• [Exercise brief]: Lay out every line of the rows below as a numbered list, omitting the blank lines.

[Segmentation labeling rows]
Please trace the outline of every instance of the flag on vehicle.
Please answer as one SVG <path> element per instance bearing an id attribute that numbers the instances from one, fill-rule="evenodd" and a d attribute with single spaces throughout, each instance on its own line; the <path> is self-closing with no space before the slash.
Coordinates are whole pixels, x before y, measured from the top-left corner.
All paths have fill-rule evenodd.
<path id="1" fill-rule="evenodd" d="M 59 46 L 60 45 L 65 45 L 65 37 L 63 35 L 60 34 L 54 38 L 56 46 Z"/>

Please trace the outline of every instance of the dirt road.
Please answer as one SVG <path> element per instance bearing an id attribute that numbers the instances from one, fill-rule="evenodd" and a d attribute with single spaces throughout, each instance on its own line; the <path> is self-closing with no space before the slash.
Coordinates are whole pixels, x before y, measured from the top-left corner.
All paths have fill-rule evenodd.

• [Exercise output]:
1. Please trace the outline of every instance of the flag on vehicle.
2. Please answer as one SVG <path> element per instance bearing an id attribute that numbers the instances from one, fill-rule="evenodd" and a d attribute with single spaces throughout, each instance on its own line; the <path> is self-closing with no space before the slash.
3. Coordinates are whole pixels, x before y, measured from the top-left corner.
4. All paths have fill-rule evenodd.
5. <path id="1" fill-rule="evenodd" d="M 59 46 L 60 45 L 65 45 L 65 37 L 63 35 L 60 34 L 54 38 L 56 46 Z"/>
6. Please trace the outline of every instance of the dirt road.
7. Please answer as one SVG <path> element per instance bearing an id attribute that numbers the instances from one, fill-rule="evenodd" and a d attribute with single spaces throughout, each instance on its own line; the <path> is self-closing with no space before the slash.
8. Coordinates are whole pixels, x before y, measured from the top-left corner.
9. All paths have fill-rule evenodd.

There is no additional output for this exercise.